Selected text
Instead, Pearl has spent the last twenty years developing a different orientation that builds off his work in the 1990s on Bayesian networks. (It’s not necessary to know how Bayesian networks work to understand this post, but it does help clarify how his thinking on the problem of causality evolved over several decades.) This orientation is known as structural causal models (SCMs).

Structural Causal Models

SCMs are graphs with nodes, directed edges, and functions mapping exogenous variables to endogenous ones. Denote \(U\) as the set of exogenous variables, \(V\) as the set of endogenous variables, and \(F\) as the set of functions mapping \(U\) to \(V\).

A concrete example is:

\(U = \{X, Y\}\)

\(V = \{Z\}\)

\(F = \{f_z\}\)

where \(f_z\) is the function mapping \(X\) and \(Y\) onto \(Z\). This definition implies the following graph:

The arrows represent a generic causal relationship only, the actual function mapping \(X\) and \(Y\) onto \(Z\) can be anything we like.

What to work on
Pick up the passage on structural causal models where it stops, and carry it on past its last sentence.

Recorded data
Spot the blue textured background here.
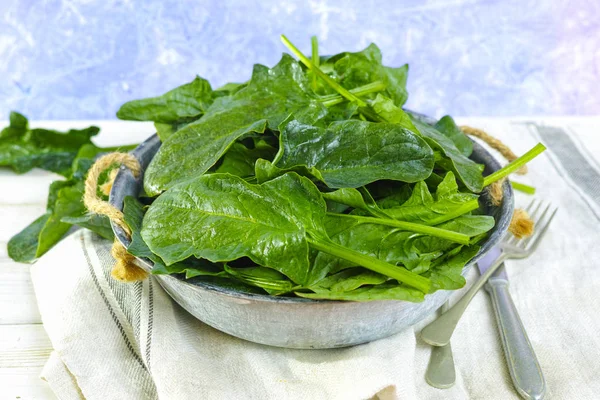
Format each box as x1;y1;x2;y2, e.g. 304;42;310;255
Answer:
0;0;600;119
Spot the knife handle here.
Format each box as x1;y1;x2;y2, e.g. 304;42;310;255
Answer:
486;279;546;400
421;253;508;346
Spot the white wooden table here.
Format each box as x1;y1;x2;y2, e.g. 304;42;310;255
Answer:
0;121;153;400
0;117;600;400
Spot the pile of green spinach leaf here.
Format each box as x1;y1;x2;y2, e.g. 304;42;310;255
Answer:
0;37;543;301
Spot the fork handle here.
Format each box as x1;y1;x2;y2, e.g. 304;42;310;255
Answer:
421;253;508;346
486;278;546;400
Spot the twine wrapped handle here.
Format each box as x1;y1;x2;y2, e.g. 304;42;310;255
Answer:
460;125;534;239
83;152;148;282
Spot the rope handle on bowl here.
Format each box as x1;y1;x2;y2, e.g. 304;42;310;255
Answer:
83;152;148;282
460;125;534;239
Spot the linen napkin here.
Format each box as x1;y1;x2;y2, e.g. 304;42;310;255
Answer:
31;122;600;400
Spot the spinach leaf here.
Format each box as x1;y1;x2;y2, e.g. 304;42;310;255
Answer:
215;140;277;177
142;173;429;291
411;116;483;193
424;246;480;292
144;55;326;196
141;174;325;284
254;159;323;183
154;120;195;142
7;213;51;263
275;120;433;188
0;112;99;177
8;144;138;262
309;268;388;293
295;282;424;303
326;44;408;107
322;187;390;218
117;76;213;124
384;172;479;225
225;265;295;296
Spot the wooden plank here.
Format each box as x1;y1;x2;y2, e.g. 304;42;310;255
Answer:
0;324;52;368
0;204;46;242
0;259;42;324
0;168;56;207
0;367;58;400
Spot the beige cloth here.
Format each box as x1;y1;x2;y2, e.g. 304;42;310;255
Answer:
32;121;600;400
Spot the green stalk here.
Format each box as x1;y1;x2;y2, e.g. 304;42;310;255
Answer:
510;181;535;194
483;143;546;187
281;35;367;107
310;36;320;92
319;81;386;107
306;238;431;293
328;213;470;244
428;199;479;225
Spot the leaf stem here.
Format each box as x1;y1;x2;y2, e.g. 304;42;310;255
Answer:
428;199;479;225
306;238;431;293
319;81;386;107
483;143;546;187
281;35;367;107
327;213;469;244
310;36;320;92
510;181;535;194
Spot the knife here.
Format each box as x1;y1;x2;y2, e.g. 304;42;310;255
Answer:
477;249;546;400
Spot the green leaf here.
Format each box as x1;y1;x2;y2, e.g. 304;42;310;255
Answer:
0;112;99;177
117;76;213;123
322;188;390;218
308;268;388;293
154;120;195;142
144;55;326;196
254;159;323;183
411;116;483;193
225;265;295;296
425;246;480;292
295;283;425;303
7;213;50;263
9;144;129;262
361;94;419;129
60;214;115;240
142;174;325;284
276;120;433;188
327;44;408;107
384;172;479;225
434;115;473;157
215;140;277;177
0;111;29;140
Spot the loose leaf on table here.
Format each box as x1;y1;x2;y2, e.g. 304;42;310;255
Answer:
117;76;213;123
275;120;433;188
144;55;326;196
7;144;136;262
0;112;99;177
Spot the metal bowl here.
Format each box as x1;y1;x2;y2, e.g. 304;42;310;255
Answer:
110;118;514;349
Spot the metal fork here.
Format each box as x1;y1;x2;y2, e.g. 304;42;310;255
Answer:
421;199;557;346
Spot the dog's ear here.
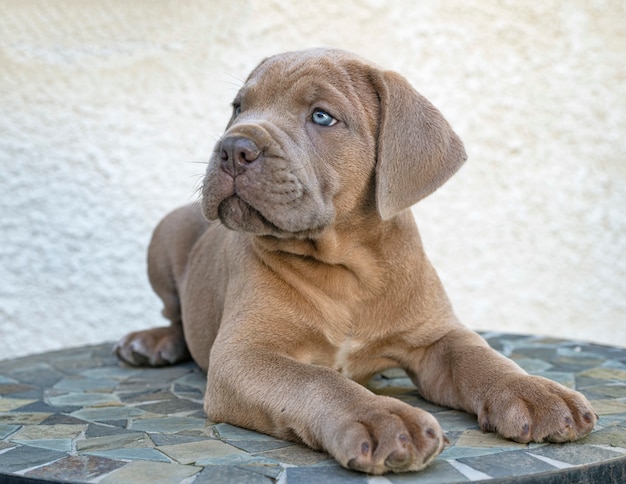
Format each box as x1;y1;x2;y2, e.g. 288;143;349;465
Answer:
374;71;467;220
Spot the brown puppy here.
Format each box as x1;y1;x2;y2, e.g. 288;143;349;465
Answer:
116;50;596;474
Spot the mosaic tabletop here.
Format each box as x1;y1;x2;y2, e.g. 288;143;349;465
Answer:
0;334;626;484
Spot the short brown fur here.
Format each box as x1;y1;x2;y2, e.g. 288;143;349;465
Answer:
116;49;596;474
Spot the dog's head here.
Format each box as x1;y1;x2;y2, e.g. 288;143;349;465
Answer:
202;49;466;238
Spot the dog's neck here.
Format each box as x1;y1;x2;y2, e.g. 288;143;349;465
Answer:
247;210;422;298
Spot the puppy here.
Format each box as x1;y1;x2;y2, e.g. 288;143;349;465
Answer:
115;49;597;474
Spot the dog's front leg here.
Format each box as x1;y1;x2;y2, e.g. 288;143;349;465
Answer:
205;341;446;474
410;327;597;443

The reply
These types of figures should be familiar to anybody who has previously encountered structural equation models (SEMs) in applied statistics. The primary difference is that SEMs are parametric, typically assuming a linear relationship:

\(Z = b_0 + b_1X + b_2Y\)

but SCMs are defined without committing to a particular functional form.

We get around functional forms by talking about the variables in terms of joint probability functions and taking advantage of well-known rules for converting between joint, conditional, and marginal probabilities. Take the following graph:

Any (acyclic) graph has a joint distribution that is defined by multiplying all conditional probabilities, where conditioning is performed on the direct parent. For example, the joint distribution for the variables in the model is

\(P(X, Y, Z) = P(X)P(Y \vert X)P(Z \vert Y)\)

Understanding the conditional probabilities implied by a model will enable us to generate some rules for determining how causal effects can be identified from observational data. These rules provide surprising and important perspectives on how statistical modeling should be approached.

Backdoor Paths and Colliders

“You should control for everything you can. That is, after all, why we do regression.” – One of my methodology professors in the early 2000s.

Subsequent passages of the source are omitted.